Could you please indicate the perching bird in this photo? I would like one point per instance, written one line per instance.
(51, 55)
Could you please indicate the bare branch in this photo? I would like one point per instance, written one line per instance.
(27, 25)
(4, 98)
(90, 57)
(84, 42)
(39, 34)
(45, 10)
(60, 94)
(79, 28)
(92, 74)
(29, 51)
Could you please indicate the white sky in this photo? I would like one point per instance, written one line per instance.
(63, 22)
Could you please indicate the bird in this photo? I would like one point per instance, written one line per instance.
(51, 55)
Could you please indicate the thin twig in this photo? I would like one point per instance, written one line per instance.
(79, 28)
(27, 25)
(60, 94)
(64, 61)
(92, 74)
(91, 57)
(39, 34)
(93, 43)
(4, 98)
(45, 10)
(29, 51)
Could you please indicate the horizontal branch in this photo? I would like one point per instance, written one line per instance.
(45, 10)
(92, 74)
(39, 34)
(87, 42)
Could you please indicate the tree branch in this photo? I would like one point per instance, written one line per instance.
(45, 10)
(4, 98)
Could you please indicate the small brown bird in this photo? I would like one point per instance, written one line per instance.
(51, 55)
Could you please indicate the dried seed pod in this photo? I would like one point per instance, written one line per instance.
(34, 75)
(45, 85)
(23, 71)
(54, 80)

(EXERCISE PROMPT):
Update the records above by replacing "bare branch" with "leafless branch". Reproduce all of the records with every other word unchanged.

(RESPONSE FOR THIS EXERCISE):
Could you please indicate the perching bird in this photo? I would like one point per instance, written one line per instance.
(51, 55)
Could you please indicate the leafless branch in this photo? I would like one point per instance, written one line per instance.
(27, 25)
(4, 98)
(90, 57)
(84, 42)
(39, 34)
(45, 10)
(60, 94)
(79, 28)
(92, 74)
(29, 51)
Could you please indicate the white sky in this photo? I would like one point per instance, written one line per instance.
(63, 22)
Could you please indicate the bird in this photo? I would like one point per instance, written one line per instance.
(51, 55)
Could you please indicate the thin twig in this photo? I would like one point per instance, written one line per instance.
(79, 28)
(27, 25)
(60, 94)
(64, 61)
(92, 74)
(91, 57)
(39, 34)
(93, 43)
(4, 98)
(45, 10)
(29, 51)
Could you please indicate the horizontal branch in this photo? I would like one point per instance, written one line per instance.
(45, 10)
(92, 74)
(39, 34)
(87, 42)
Could you please indicate the tree branch in this photo? I would like one point per instance, written one line per instance.
(45, 10)
(4, 98)
Could you please indicate the small brown bird in this photo? I would like one point per instance, written one line per instance.
(51, 55)
Could you please indicate the dried seed pod in this photo? I would like one point per instance, written one line per instance.
(34, 75)
(45, 85)
(23, 71)
(54, 80)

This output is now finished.